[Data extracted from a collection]
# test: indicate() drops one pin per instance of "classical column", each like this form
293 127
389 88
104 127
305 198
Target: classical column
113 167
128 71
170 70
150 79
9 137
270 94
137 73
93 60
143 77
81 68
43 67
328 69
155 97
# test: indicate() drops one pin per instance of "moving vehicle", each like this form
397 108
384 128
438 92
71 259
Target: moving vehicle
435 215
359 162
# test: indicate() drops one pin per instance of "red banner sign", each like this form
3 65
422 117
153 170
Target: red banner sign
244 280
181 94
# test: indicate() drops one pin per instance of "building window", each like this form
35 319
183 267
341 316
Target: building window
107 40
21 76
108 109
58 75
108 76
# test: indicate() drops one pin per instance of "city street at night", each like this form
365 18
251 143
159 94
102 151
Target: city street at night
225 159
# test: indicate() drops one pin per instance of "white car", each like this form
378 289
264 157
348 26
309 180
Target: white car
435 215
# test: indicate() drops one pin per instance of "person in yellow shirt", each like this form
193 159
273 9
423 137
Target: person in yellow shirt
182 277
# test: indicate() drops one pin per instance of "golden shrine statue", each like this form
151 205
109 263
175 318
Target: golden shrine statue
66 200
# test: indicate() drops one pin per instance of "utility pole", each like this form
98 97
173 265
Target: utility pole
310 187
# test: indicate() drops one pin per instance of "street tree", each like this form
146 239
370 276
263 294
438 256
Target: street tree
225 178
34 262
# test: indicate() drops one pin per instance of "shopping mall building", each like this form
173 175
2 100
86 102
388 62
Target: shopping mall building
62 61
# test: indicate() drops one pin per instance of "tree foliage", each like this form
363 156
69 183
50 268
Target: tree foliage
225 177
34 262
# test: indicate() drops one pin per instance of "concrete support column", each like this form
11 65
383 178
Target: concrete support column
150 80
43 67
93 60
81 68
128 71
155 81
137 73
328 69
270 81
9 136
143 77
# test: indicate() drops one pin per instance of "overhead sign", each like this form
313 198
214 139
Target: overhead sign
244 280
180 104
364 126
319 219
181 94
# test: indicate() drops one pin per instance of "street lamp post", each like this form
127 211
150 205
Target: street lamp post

◆ GIVEN EXERCISE ◆
Copy out each record, keeping every word as it is.

◆ RESPONSE TO THE TASK ◆
# test: indicate() drops one pin per instance of "classical column", each like this form
293 127
389 88
104 127
305 198
Target: classical column
113 167
128 71
170 70
150 79
9 137
270 94
137 73
93 60
143 77
81 68
43 67
328 69
155 97
# test: indicate() drops one pin per instance of "moving vehicle", each like this form
397 108
384 128
438 92
71 259
Target: moving vehicle
435 215
359 162
# test: indicate() drops one pin per instance of "red banner sign", each like this form
3 65
422 117
153 170
Target: red banner sign
244 280
181 94
# test: indicate() drops one pin per instance of "building window", each like this form
35 319
183 267
341 316
Target: building window
107 40
21 76
108 109
58 75
108 76
# test: indicate() drops one pin per instance of "city street at night", each like this form
365 18
251 143
159 94
102 151
Target: city street at night
225 159
# test: indicate() drops one pin per instance of "white car", each like this form
378 289
264 157
348 26
309 180
Target: white car
435 215
# test: indicate() drops one pin per instance of "person in yellow shirt", each like this form
193 159
273 9
423 137
Target: person in yellow shirt
182 277
# test: indicate() drops one pin per instance of "golden shrine statue", each like this form
151 205
109 263
175 318
Target: golden shrine statue
66 200
# test: indicate() drops one pin per instance of "utility pole", each like this form
98 97
173 265
Target: utility pole
310 187
# test: indicate() drops one pin per instance of "street tree", each like this form
146 239
370 276
263 294
438 256
Target: street tree
225 178
34 262
# test: indicate() drops one pin per instance of "shopping mall building", each like this form
173 175
2 100
86 102
388 62
Target: shopping mall building
62 61
# test: indicate() drops one pin per instance of "tree foliage", each like this form
363 156
69 183
50 268
Target: tree foliage
225 177
34 262
# test: indicate() drops one pin per instance of "concrete support column", each like this form
11 65
383 178
Target: concrete support column
150 80
43 67
93 60
81 68
128 71
155 81
137 73
328 69
270 81
9 136
143 77
# test: indicate() drops one pin per instance of "overhead sign", each like this form
313 198
214 139
Target: overhead sign
244 280
180 104
364 126
319 219
181 94
# test: indicate() drops one pin per instance of "street lamp post", each like this form
127 211
150 205
Target: street lamp post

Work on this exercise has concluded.